Quoted passage>
-- Start --

Ceasefire.ca (where the video is linked up):

http://www.ceasefire.ca/site/pp.aspx?c=afLJJWOuHkE&b=1068135
=============================================================================================================


I can't understand why the MSM is giving this guy so much air time. If they (CTV) wants to be considered balanced in it's reporting, why give this guy, who obviously has a clear agenda, so much air time without giving someone of opposing views the same?

Regards


----------



## Edward Campbell (31 Dec 2007)

Recce By Death said:
			
		

> ...
> I can't understand why the MSM is giving this guy so much air time ...



The media is in the marketing business: they sell soap or cars or penile erection kits by filling the _white spaces_ between the advertising with so-called _news_. In fact, in the 21st century, there is less and less _news_ because Canadians (like Americans) are unwilling (maybe unable?) to sit still long enough to read/view/hear and digest anything like a detailed report with some _expert_ analysis; instead we demand 10 second _sound bites_ and equally brief "Yea!/Nay!" shouting matches. Staples provides a cheap (he 'works' for free) and readily available "Nay!" on almost any defence issue. That fact, and I believe that it is a fact, that he is a (strategic) dunderhead with an anti-military agenda doesn't matter: a "Nay!" voice is required to provide balance controversy because balance contrived, dishonest and preferably noisy controversy is that hallmark of the _profession_ of journalism.

-- End --

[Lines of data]
-- Start --

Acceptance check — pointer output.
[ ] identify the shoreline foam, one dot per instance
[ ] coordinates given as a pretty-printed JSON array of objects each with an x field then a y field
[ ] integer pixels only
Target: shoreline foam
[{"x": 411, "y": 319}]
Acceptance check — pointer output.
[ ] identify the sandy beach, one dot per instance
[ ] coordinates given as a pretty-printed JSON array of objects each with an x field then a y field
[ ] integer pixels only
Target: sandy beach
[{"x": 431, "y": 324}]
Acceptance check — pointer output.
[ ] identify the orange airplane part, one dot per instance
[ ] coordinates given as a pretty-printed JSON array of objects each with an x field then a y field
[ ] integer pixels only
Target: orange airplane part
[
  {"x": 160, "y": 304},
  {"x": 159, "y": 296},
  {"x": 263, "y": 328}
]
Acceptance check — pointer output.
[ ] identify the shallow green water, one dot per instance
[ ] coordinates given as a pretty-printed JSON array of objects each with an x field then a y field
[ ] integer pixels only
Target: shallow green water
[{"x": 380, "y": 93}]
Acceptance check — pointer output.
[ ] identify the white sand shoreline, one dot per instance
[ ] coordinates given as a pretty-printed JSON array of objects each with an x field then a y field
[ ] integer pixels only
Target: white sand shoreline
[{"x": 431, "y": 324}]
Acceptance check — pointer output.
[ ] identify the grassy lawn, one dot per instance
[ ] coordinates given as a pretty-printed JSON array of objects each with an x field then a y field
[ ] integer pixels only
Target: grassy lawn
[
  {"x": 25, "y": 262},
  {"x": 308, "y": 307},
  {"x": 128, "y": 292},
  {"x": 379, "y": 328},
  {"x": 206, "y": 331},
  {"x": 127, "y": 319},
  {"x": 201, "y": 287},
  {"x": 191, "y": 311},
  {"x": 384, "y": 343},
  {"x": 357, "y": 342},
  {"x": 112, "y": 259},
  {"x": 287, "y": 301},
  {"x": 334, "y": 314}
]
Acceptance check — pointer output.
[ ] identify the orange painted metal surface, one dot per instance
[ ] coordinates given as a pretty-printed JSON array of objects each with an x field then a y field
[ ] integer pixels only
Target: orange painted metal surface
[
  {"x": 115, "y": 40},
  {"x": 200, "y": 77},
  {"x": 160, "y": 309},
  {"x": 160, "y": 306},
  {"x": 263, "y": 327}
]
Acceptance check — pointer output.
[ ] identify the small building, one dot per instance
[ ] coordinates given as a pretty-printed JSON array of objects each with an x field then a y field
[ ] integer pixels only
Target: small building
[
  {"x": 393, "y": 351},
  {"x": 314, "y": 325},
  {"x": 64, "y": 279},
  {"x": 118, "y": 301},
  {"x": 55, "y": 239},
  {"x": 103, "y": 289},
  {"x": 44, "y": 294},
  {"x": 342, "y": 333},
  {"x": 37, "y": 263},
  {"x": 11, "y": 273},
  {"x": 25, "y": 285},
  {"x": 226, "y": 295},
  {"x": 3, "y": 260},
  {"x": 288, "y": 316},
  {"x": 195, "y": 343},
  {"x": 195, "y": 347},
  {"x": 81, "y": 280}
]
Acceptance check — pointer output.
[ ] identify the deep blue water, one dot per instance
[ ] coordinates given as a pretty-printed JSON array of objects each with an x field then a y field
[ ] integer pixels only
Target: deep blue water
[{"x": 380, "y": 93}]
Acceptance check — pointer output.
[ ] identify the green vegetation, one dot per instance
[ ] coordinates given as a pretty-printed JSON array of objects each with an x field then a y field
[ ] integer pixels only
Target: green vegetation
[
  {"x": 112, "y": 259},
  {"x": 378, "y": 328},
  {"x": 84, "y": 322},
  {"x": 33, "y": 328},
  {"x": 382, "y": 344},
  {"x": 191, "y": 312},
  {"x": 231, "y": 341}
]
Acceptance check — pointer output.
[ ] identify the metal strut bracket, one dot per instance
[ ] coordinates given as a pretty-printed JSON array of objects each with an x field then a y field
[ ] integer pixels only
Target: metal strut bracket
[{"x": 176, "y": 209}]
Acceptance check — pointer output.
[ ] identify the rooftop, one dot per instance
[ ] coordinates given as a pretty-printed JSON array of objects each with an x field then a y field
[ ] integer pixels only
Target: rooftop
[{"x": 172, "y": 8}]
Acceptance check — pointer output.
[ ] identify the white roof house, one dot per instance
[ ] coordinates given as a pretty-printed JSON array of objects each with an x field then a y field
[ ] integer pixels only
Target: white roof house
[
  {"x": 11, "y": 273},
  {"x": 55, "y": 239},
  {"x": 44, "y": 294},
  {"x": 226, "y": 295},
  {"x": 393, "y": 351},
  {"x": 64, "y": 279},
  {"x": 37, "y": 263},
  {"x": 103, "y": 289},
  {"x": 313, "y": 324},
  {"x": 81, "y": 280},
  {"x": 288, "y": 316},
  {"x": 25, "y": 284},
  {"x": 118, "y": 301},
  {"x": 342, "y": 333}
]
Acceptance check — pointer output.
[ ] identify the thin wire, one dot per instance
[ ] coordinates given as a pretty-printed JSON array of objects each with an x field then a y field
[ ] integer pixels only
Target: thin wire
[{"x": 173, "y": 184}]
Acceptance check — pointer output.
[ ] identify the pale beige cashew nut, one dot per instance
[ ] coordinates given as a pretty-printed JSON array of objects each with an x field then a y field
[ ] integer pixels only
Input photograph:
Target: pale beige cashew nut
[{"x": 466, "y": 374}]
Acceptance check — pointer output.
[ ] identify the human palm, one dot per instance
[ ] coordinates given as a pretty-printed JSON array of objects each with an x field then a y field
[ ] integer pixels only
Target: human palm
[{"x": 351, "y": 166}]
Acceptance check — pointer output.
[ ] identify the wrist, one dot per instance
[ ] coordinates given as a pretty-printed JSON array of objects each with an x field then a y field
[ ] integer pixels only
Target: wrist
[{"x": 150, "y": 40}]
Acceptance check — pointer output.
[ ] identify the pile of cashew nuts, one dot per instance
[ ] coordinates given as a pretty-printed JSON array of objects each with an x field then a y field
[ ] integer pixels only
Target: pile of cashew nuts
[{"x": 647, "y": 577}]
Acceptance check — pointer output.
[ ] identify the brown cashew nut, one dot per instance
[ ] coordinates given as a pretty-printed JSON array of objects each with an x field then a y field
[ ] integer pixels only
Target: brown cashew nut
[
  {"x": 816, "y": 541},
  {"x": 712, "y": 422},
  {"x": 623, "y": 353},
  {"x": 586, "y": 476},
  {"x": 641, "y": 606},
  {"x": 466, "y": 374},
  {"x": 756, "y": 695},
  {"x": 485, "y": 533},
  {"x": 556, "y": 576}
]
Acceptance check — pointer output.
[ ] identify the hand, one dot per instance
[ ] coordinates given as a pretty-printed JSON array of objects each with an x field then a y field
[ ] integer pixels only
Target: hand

-- End --

Instructions to follow>
Please answer these questions about the forum thread:
(a) Which network does the first post say wants to be considered balanced in its reporting?
(b) According to Edward Campbell's reply, what business is the media in?
(c) What does the reply say Staples provides, and why is it cheap?

Complete output>
(a) CTV
(b) The marketing business
(c) A readily available "Nay!" on almost any defence issue. It is cheap because he works for free.